**What to work on:**
Please list each line of the entries below that contains the word "green". Case counts.
-- start Dataset rows --
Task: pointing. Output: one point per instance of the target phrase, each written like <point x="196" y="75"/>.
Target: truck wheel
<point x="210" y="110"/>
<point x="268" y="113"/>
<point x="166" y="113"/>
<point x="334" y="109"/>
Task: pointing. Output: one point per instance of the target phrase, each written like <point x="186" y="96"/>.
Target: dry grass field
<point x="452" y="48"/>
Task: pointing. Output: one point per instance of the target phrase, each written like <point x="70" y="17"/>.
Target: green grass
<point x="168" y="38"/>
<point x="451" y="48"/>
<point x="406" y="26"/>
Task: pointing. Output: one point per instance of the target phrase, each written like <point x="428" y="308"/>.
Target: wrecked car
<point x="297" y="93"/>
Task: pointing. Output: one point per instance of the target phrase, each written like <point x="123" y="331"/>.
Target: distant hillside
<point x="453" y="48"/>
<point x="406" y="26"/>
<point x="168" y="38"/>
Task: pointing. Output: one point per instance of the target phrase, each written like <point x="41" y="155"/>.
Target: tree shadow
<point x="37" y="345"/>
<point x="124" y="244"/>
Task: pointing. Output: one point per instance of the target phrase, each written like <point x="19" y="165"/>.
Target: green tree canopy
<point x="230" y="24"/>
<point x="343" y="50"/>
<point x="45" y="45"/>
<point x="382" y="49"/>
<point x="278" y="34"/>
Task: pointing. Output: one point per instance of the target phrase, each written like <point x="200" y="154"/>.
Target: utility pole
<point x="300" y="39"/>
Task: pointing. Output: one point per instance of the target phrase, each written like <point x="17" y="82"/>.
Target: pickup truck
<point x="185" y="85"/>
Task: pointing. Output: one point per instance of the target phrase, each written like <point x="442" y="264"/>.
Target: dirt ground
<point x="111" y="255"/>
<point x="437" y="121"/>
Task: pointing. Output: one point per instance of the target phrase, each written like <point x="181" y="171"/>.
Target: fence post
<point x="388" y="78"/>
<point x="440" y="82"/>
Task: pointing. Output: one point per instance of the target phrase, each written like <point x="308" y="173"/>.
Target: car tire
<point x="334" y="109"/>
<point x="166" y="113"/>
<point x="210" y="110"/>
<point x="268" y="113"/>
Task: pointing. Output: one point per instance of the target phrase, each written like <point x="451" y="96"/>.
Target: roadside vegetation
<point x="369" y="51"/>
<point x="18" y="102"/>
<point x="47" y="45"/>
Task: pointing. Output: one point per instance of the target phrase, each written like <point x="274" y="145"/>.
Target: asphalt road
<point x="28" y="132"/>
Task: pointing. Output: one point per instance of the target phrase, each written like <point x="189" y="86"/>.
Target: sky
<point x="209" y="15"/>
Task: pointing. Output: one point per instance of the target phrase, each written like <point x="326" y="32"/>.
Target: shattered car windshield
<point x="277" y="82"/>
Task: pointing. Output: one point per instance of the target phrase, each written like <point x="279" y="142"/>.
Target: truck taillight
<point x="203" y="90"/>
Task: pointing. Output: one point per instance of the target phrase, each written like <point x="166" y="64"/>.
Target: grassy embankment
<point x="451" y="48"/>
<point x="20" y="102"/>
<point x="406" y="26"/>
-- end Dataset rows --
**Correct output:**
Target: green grass
Target: green tree canopy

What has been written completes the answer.